# Start of SUPPLIED MATERIAL
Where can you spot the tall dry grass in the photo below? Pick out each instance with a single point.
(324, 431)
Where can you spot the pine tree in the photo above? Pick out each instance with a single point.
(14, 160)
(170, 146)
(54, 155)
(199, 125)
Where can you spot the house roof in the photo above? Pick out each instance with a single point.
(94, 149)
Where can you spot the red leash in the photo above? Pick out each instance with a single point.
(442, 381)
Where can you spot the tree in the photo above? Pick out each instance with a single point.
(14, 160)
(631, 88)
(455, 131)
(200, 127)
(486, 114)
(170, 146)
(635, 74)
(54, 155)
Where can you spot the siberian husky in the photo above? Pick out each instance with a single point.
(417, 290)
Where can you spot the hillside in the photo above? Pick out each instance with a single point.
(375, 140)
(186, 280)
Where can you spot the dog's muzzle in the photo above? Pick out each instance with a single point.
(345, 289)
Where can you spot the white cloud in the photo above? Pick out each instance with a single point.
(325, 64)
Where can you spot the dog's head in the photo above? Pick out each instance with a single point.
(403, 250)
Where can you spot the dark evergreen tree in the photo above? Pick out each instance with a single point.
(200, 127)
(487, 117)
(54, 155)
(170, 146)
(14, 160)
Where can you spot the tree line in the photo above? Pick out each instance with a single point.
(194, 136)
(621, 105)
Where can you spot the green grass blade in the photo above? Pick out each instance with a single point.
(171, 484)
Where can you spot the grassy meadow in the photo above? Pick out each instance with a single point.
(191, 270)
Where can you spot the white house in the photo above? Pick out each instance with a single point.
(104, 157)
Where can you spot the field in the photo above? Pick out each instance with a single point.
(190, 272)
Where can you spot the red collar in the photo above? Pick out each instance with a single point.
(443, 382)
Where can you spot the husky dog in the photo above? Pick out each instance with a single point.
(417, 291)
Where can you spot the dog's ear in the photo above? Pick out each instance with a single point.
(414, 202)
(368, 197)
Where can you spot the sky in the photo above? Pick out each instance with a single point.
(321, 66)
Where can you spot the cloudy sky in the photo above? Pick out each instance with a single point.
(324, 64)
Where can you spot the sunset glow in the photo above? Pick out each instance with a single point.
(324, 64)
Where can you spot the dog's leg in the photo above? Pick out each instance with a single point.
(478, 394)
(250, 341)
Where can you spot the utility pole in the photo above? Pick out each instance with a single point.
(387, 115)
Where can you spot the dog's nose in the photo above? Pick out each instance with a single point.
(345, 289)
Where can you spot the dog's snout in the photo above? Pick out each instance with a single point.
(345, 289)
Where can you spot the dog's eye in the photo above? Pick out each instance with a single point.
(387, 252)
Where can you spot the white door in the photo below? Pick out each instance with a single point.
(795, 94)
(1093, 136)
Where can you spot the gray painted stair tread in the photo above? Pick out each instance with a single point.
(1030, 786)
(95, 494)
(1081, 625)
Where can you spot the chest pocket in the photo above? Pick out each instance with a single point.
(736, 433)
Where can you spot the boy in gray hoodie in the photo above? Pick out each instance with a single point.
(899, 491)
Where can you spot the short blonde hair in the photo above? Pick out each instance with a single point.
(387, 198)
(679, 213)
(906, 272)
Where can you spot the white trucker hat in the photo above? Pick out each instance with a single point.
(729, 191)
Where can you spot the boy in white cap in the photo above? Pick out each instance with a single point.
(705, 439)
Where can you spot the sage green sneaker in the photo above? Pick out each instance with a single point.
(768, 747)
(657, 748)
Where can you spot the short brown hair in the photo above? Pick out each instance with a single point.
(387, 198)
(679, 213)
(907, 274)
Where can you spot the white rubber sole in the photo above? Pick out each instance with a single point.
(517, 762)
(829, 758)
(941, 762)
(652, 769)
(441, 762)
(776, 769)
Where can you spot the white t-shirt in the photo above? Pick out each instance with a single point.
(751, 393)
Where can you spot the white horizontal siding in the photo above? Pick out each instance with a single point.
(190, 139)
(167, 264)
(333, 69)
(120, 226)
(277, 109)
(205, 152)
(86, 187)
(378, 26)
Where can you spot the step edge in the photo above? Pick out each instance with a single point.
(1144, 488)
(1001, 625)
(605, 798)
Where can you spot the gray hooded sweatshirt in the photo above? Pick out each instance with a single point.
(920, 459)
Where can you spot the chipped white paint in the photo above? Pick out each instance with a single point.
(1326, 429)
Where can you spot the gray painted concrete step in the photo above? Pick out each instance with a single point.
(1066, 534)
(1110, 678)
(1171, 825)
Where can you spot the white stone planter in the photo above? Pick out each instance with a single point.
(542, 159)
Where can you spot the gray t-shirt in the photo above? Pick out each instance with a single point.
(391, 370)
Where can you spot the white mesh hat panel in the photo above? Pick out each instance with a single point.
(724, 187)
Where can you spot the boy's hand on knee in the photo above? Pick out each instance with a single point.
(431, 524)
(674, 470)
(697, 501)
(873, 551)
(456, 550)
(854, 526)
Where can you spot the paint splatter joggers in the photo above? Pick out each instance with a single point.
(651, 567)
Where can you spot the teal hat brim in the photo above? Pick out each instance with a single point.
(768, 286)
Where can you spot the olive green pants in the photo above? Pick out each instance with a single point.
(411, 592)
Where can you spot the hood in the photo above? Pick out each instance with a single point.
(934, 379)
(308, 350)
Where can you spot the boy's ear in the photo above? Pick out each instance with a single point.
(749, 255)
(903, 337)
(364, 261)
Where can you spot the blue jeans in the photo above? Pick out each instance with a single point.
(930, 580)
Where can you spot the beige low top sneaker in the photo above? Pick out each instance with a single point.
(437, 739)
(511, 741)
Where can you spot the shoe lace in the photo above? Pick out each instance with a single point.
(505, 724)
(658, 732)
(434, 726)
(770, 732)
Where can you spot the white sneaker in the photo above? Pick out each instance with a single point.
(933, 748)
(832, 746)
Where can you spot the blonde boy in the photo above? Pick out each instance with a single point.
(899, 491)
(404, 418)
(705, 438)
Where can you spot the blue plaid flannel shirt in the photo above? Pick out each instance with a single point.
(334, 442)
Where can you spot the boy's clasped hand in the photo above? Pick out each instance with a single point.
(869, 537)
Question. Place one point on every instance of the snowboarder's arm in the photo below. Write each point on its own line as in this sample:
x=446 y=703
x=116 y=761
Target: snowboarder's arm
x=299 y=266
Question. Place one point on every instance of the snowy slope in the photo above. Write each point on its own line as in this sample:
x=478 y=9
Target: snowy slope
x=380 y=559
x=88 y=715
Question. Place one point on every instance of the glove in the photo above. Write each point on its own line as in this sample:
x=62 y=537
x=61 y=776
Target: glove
# End of SUPPLIED MATERIAL
## WRITTEN REQUEST
Copy out every one of the items above word for word, changing nothing.

## THE RESPONSE
Where can you spot the tall dry grass in the photo below? Pick out each instance with a single point.
(324, 431)
Where can you spot the pine tree in the photo above? Pick out each instance with a single point.
(14, 160)
(170, 146)
(54, 155)
(199, 125)
Where can you spot the house roof in the photo above? Pick out each instance with a single point.
(94, 149)
Where can you spot the red leash in the photo above? Pick out each instance with a single point.
(442, 381)
Where can you spot the tree in the photo above? Pick out each instance with a single point.
(14, 160)
(631, 88)
(455, 131)
(200, 127)
(486, 114)
(170, 146)
(635, 74)
(54, 155)
Where can you spot the siberian husky in the photo above? Pick out each instance with a single point.
(417, 290)
Where can you spot the hillside in the photo above? Pick out each instance with a single point.
(375, 140)
(186, 280)
Where can you spot the dog's muzzle in the photo above? Pick out each instance with a single point.
(345, 289)
Where can you spot the white cloud in the photo above? Pick out each instance with a single point.
(325, 64)
Where can you spot the dog's head in the photo above? Pick out each instance with a single point.
(403, 250)
Where can you spot the dark evergreen tree in the photo above? Pick out each instance with a single point.
(200, 127)
(487, 117)
(54, 155)
(170, 146)
(14, 160)
Where can you spot the tree line in the photo above? Pick out each instance with a single point.
(194, 136)
(621, 105)
Where can you spot the green grass blade in the photo above? Pick out each instance with a single point.
(171, 484)
Where can you spot the grassy meadow in the photo above? Pick out each instance with a single point.
(191, 270)
Where can you spot the white house in the photo above? Pick out each instance with a single point.
(104, 157)
Where can you spot the field in the photo above? Pick out each instance with a single point.
(190, 272)
Where can you spot the red collar in the photo above? Pick out each instance with a single point.
(443, 382)
Where can you spot the husky dog in the photo above? Pick out each instance with a single point.
(417, 291)
Where can you spot the dog's ear in the photo above? Pick out each instance with a single point.
(414, 202)
(368, 197)
Where can you spot the sky in the photo above? Pick out each instance with a single point.
(321, 66)
Where can you spot the cloudy sky in the photo above? Pick out each instance with a single point.
(324, 64)
Where can you spot the sunset glow in the photo above? Pick out each instance with a single point.
(324, 64)
Where can you spot the dog's leg in the photo above? Pick out each instance with a single point.
(478, 394)
(250, 341)
Where can you spot the utility pole in the photo above? Pick out each instance with a single point.
(387, 115)
Where can you spot the dog's nose in the photo above? Pick out each instance with a single point.
(345, 289)
Where can you spot the dog's snout in the photo above? Pick out each instance with a single point.
(345, 289)
Where can you spot the dog's eye in the photo above? Pick out each instance with a single point.
(387, 252)
Where can you spot the white door in the photo below? Pick out each instance with a single point.
(795, 94)
(1093, 136)
Where can you spot the gray painted stair tread in the photo above? Pick out each instance with a single point.
(1030, 786)
(95, 494)
(1081, 625)
Where can you spot the chest pocket in the photo above? Pick out each instance with a single point.
(736, 433)
Where can you spot the boy in gray hoodie in the photo above? Pick out each instance with a single point.
(899, 491)
Where can you spot the short blonde hair in the photo above? Pick out each instance with a single point.
(387, 198)
(679, 213)
(906, 272)
Where can you spot the white trucker hat in the photo above? Pick out each instance with a single point.
(729, 191)
Where can you spot the boy in white cap in the photo above? Pick out each instance with a single point.
(705, 439)
Where can you spot the sage green sneaker in the photo above? Pick out each instance with a single point.
(768, 747)
(657, 748)
Where can you spot the short brown hair in the photo above? Pick out each instance with a single point.
(387, 198)
(679, 213)
(907, 274)
Where can you spot the white rubber sole in the photo above? Pick out each instance with a single point.
(517, 762)
(829, 758)
(941, 762)
(652, 769)
(441, 762)
(776, 769)
Where can you spot the white t-shirt in the photo above? Pick out each instance with a single point.
(751, 393)
Where can you spot the white horizontal siding in the photo above? Pick out each instance with a single point.
(190, 139)
(167, 264)
(333, 69)
(120, 226)
(277, 109)
(205, 152)
(86, 187)
(378, 26)
Where can you spot the step edge in the photo above? Pick out each instance with a single point.
(1144, 488)
(1001, 625)
(605, 798)
Where can you spot the gray hooded sweatshirt in the photo above? Pick out each instance with a single point.
(920, 459)
Where can you spot the chipped white paint in the photo above? Pick out each instance with a single point.
(1326, 429)
Where can you spot the gray painted concrete step in the photo above? Pick out each instance with a single point.
(1066, 534)
(1110, 678)
(1171, 825)
Where can you spot the white stone planter in the photo above? Pick out each instance with a single point.
(542, 159)
Where can you spot the gray t-shirt in the photo above? Pick out each instance with a single point.
(391, 370)
Where can you spot the white mesh hat panel in the photo above? Pick out each instance with a single point.
(724, 187)
Where can you spot the boy's hand on knee in the photo above? Pick out each instance with a single point.
(431, 524)
(674, 470)
(697, 501)
(873, 551)
(456, 550)
(854, 526)
Where can you spot the paint splatter joggers in the photo above? Pick out each instance with a single point.
(651, 567)
Where can you spot the teal hat brim in the photo above? Pick out each instance with a single point.
(768, 286)
Where can you spot the olive green pants in the photo above? Pick out each instance with a single point.
(411, 592)
Where can you spot the hood in the photo above? Pick out each instance with a single point.
(934, 379)
(308, 350)
Where can you spot the boy's ear in the photo above? Pick out each instance with a single point.
(749, 255)
(903, 337)
(364, 261)
Where can you spot the blue jeans in the photo above? Pick out each instance with a single point.
(930, 580)
Where can you spot the beige low top sneaker in the photo above? Pick out each instance with a single point.
(437, 739)
(511, 741)
Where can you spot the shoe lace in the photo above? Pick out each instance with a single point.
(505, 724)
(658, 732)
(434, 726)
(770, 732)
Where can you spot the white sneaker in the photo above? Pick out each instance with a single point.
(933, 748)
(832, 746)
Where can you spot the blonde boy in the photo above? Pick out each instance with a single point.
(899, 491)
(404, 418)
(705, 438)
Where can you spot the blue plaid flannel shirt in the photo above? Pick out each instance with a single point.
(334, 442)
Where can you spot the boy's clasped hand in the photo above? Pick out each instance with a single point.
(869, 537)
Question. Place one point on every instance of the snowboarder's arm in the photo below. Write each point on its own line as in this sample:
x=446 y=703
x=116 y=761
Target: snowboarder's arm
x=299 y=266
Question. Place one point on every instance of the snowy slope in the photo above. Write each point on its own line as in this sample:
x=478 y=9
Target: snowy slope
x=380 y=559
x=88 y=715
Question. Place one point on every instance of the glove in the photo above. Write each point on its own line as in this sample:
x=62 y=537
x=61 y=776
Target: glove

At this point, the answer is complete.